> _Written problem_
Locate the line containing "Exercise. Spot the concrete", then please write out that line and all the lines below it in the entries exactly.

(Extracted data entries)
►

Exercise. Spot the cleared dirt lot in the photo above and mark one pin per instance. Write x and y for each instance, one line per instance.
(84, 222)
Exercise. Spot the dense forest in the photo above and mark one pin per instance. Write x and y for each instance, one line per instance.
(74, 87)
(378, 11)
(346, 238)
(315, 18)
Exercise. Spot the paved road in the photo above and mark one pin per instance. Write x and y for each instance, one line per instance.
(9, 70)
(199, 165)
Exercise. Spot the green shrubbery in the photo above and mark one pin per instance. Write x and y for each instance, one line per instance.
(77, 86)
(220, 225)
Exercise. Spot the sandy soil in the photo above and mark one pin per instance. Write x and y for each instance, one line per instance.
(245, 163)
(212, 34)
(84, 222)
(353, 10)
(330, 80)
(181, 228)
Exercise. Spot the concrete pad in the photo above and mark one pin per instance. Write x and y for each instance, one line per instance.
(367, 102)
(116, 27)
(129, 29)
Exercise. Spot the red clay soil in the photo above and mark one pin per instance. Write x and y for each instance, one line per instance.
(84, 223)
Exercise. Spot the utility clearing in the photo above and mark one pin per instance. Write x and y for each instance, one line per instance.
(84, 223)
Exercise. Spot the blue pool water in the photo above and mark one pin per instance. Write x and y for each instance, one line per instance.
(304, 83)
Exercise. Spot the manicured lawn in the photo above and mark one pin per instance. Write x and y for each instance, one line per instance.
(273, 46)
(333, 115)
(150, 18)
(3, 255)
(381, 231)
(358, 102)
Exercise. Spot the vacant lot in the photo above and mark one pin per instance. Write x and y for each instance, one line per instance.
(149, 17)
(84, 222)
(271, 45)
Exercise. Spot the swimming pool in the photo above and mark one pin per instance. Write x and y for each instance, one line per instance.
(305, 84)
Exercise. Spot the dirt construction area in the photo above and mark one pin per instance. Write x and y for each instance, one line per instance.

◄

> _Finished answer_
Exercise. Spot the concrete pad in the photo above and mark one pin per instance. Write x and y for each instance, one line per instance.
(367, 102)
(116, 27)
(129, 29)
Exercise. Spot the red clay soil in the photo above and mark one pin per instance. Write x and y for each instance, one line per instance.
(84, 223)
Exercise. Spot the utility clearing in the photo above and mark one pin per instance. Write x and y for each instance, one line per instance.
(84, 223)
Exercise. Spot the blue pool water in the photo above and mark one pin per instance. Write x and y for each instance, one line per instance.
(304, 83)
Exercise. Spot the manicured lawn in the photo above and mark one pin per instance. Write x and y for each instance, one line per instance.
(273, 46)
(333, 115)
(150, 18)
(3, 255)
(381, 231)
(358, 102)
Exercise. Spot the vacant lot in the photo above and mark one pin per instance. Write x and y for each instance, one line per instance.
(149, 17)
(84, 222)
(271, 45)
Exercise. Spot the swimming pool in the photo above and mark one pin per instance. Write x and y for each instance, one line per instance.
(305, 84)
Exercise. Spot the dirt construction area in the photo above and mark one pin per instance. Write x and y for each instance, one line per instance.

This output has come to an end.